US-Leitzinswende – Ein Jahr danach

Ein Jahr nach der US-Zinswende blicken wir auf einen der aggressivsten Zinserhöhungszyklen der vergangenen Jahrzehnte zurück. In welchem Zustand befindet sich die US-Wirtschaft heute? Mehr dazu im Beitrag von Christian Brändli, Senior Economist North America.

Text: Christian Brändli / Bild: Andreas Guntli

«Die US-Notenbank gerät durch die aktuellen Entwicklungen rund um die Bankeninsolvenzen in eine ungemütliche Situation», sagt Christian Brändli, Senior Economist North America.

Am 16. März 2022 erhöhte die US-Notenbank (Fed) zum ersten Mal seit 2018 die Leitzinsen, nachdem sie der Wirtschaft rund zwei Jahre Zeit gelassen hatte, sich von der Pandemie zu erholen. Es war höchste Zeit, denn die US-Inflation hatte bereits Ende 2021 mit 7 Prozent den höchsten Stand seit den frühen 1980er-Jahren erreicht und drohte weiter in die Höhe zu schnellen. Ökonomen und Währungshüter wurden von der Beschleunigung des Preisauftriebs gleichermassen überrascht.

### EXTRAHIERTES MATERIAL
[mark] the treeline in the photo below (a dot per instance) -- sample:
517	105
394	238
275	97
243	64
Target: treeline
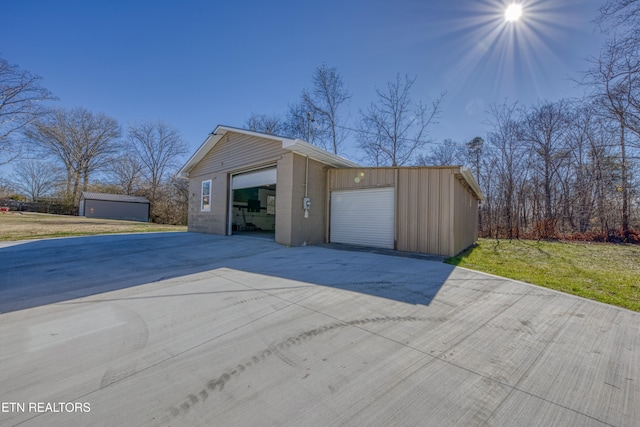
566	168
58	153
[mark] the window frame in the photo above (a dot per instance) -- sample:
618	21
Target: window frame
205	207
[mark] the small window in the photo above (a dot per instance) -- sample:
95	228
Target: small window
205	200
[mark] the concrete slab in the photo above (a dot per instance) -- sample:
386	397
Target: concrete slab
198	330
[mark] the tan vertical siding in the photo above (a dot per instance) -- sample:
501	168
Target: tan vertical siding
233	153
425	214
434	211
353	178
236	151
466	217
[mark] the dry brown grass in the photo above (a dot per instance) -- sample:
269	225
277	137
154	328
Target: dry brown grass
27	225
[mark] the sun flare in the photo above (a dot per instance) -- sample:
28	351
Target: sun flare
513	12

### DEINE AUFGABE
Kannst du aus dem Beitrag zur US-Leitzinswende den Abschnitt wortgetreu wiedergeben, der bei den Worten „US-Leitzinswende – Ein“ einsetzt und nach „von Christian Brändli, Senior Economist North America.“ aufhört?

### DEINE ANTWORT
US-Leitzinswende – Ein Jahr danach

Ein Jahr nach der US-Zinswende blicken wir auf einen der aggressivsten Zinserhöhungszyklen der vergangenen Jahrzehnte zurück. In welchem Zustand befindet sich die US-Wirtschaft heute? Mehr dazu im Beitrag von Christian Brändli, Senior Economist North America.